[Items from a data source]
————————

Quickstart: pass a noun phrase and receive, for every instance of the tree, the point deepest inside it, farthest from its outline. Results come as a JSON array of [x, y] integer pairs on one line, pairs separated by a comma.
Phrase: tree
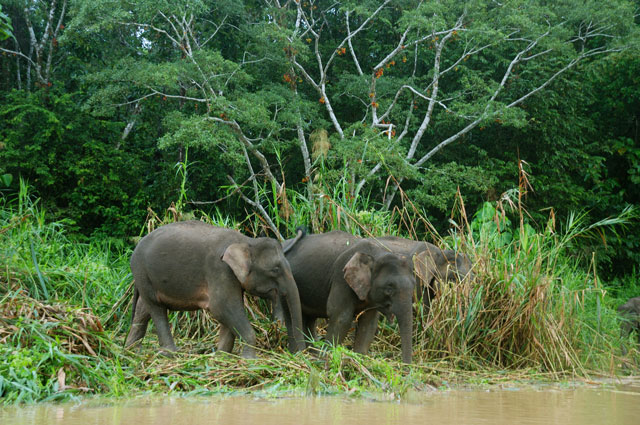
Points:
[[389, 85]]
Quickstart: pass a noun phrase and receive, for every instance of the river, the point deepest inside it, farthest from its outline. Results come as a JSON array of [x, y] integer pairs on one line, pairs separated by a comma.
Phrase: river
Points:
[[546, 406]]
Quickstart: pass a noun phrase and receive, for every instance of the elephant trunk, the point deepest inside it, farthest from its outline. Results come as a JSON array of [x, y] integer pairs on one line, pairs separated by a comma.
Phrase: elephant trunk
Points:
[[405, 323], [290, 293]]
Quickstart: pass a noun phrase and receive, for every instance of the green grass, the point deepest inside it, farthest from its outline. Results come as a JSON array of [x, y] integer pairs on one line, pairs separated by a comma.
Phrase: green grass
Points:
[[535, 312]]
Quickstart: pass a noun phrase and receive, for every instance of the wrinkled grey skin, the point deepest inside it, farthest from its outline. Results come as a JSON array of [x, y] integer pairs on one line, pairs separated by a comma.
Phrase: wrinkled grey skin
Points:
[[192, 265], [341, 277], [431, 264], [630, 313]]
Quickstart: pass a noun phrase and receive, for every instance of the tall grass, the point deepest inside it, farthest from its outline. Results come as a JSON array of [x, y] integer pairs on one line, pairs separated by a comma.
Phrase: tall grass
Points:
[[534, 306]]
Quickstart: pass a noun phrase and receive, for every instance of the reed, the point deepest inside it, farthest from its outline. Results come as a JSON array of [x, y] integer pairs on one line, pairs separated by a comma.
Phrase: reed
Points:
[[534, 311]]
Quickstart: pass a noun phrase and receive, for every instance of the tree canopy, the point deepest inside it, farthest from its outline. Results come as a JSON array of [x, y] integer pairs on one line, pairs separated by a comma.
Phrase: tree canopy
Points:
[[102, 98]]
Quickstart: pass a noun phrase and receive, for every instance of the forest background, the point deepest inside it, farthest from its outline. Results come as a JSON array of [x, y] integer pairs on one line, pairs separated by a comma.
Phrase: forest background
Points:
[[109, 108], [509, 130]]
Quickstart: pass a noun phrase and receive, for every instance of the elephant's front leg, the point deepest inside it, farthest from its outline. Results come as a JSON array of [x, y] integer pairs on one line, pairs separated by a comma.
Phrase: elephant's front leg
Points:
[[234, 323], [340, 321], [365, 331]]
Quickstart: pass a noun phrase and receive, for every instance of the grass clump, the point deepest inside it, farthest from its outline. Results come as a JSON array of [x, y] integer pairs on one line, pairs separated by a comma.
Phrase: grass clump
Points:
[[534, 311]]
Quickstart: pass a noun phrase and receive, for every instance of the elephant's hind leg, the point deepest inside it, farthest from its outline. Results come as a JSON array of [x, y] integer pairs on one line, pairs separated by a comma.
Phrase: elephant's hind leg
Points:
[[160, 321], [139, 324], [365, 331], [226, 338]]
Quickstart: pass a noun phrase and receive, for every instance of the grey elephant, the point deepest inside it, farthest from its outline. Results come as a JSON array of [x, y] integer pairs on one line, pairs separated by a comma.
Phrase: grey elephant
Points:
[[341, 277], [192, 265], [431, 263], [630, 313]]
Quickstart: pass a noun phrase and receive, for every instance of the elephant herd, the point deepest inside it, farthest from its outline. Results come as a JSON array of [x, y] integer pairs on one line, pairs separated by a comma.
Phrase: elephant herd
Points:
[[192, 265]]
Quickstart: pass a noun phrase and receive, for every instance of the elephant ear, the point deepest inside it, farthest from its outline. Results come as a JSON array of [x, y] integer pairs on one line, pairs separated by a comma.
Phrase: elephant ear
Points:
[[357, 273], [238, 257], [424, 267]]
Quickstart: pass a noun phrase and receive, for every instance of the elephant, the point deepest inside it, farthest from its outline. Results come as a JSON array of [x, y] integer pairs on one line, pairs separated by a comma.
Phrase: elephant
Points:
[[192, 265], [630, 313], [431, 264], [340, 276]]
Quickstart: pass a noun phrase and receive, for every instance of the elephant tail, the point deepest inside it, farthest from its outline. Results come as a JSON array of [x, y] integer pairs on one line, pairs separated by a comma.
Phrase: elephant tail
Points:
[[301, 232]]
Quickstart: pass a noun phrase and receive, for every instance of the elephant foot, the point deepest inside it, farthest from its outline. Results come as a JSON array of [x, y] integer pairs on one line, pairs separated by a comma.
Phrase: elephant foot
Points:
[[169, 351], [249, 352]]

————————

Given exercise »
Rewrite all of the data above with every occurrence of "noun phrase" changed to "search phrase" and everything else left the same. Leave the pictures out of your version.

Exercise output »
Quickstart: pass a search phrase and receive, for every instance of the tree, the point deepest inside it, farthest from its outline. Results come as a JSON array of [x, y] integer pairs on one line, pairs separated by a comma.
Phrase: tree
Points:
[[389, 85]]
Quickstart: pass a search phrase and receive, for every instance of the river, the point deepest inside it, farthest from its outline. Results come as a JSON array of [x, y] integer pairs on one line, pairs separated by a comma.
Phrase: river
Points:
[[546, 406]]
Quickstart: pass a search phrase and receive, for every instance of the elephant trunk, the point deepest inside it, farthest from its outline. Results come as a JSON array of [x, y] integer pairs on one line, pairs separated by a comma.
Phrase: elephant trunk
Points:
[[405, 323], [290, 293]]
Quickstart: pass a search phrase and receive, for every instance of the green grass, the point deepest inside it, farthest from its outline. Results come as a JSON array of [x, y] integer pairs on one line, pairs separated by a comma.
Phrase: green grass
Points:
[[535, 312]]
Quickstart: pass a search phrase and receive, for every instance of the wrinkled grey skin, the point deepest inside it, farthest from its outline. Results come as a JSON array of [x, y] integer pairs on one line, pairs separated by a comma.
Phrase: wrinkled grey skin
Points:
[[192, 265], [341, 277], [431, 264], [630, 313]]
Quickstart: pass a search phrase and receive, for every instance of the tall grass, the point deepest inside it, farthest from its outline. Results come as a JSON array of [x, y] integer pairs on one line, pairs separated by a comma.
Phrase: tall grass
Points:
[[534, 306]]
Quickstart: pass a search phrase and receive, for every instance of the reed, the point deepest inside it, farthest from its outline. Results come as a JSON array of [x, y] integer pairs on one line, pairs separated by a comma.
Phrase: reed
Points:
[[534, 311]]
Quickstart: pass a search phrase and receive, for every instance of the tree canopy, the point deepest inside it, farthest from its outline. Results come as a JSON array of [x, y] integer pairs on one line, pairs separated by a comma.
Phrase: tree canopy
Points:
[[102, 98]]
Quickstart: pass a search phrase and receive, for every instance of the forest background, the point deepest inside it, farthest from its outline. Results come as a JSON array of [x, y] integer pairs on one line, pairs separated by a comma.
Phrase: forest background
Points:
[[109, 108], [509, 130]]
Quickstart: pass a search phrase and receive, for every instance of the elephant's front leg, the point deepest inside it, farthest from its outline. Results come as a JSON array of [x, y] integer pairs on one line, pairs separated by a comma.
Phrase: elephant's front leg
Points:
[[234, 323], [340, 321], [365, 331]]
Quickstart: pass a search phrase and receive, for every instance of the grass clump, the point deepest inside it, farthest from its outline. Results come as a JSON array of [x, y] integer pairs on one line, pairs separated by a comma.
Phrase: grass clump
Points:
[[534, 311]]
Quickstart: pass a search phrase and receive, for every instance of the elephant's hind leg, the point deepest inside it, farthest from its outline. Results come as a JSON array of [x, y] integer pairs on one line, pairs separated by a comma.
Phrase: elephant's hind leg
Points:
[[160, 321], [139, 324], [365, 331], [226, 338]]
Quickstart: pass a search phrase and receive, for every instance of the grey elephant, the point deepest inside it, farthest from its outline. Results come as a JSON array of [x, y] integer pairs on one line, pairs separated by a comma.
Phrase: grey elephant
Points:
[[341, 277], [192, 265], [431, 263], [630, 313]]
Quickstart: pass a search phrase and receive, for every instance of the elephant herd, the point deepest inside it, farthest from its outline. Results come as a JSON array of [x, y] integer pairs on one line, pairs separated by a comma.
Phrase: elephant herd
Points:
[[192, 265]]
Quickstart: pass a search phrase and receive, for every instance of the elephant ear, the point deepest inside it, farthest from its outline. Results come as a JSON array of [x, y] integer pairs on one line, pairs separated by a comma.
Phrase: elephant ear
Points:
[[357, 273], [238, 257], [424, 267]]
Quickstart: pass a search phrase and receive, for every instance of the elephant, the point deepest inside it, farthest from its outline. Results come as a JSON array of [x, y] integer pairs on one line, pairs separated by a comma.
Phrase: elephant
Points:
[[192, 265], [630, 313], [431, 264], [340, 276]]
Quickstart: pass a search phrase and receive, for every instance of the elephant tail, the point deepest inside it, farthest from its outline. Results come as a JSON array of [x, y] integer pairs on one line, pairs separated by a comma.
Phrase: elephant tail
Points:
[[301, 232]]
Quickstart: pass a search phrase and receive, for every instance of the elephant foot, the point deepest inside it, farthest from its outline. Results come as a JSON array of [x, y] integer pairs on one line, pairs separated by a comma.
Phrase: elephant foot
Points:
[[169, 351], [249, 352]]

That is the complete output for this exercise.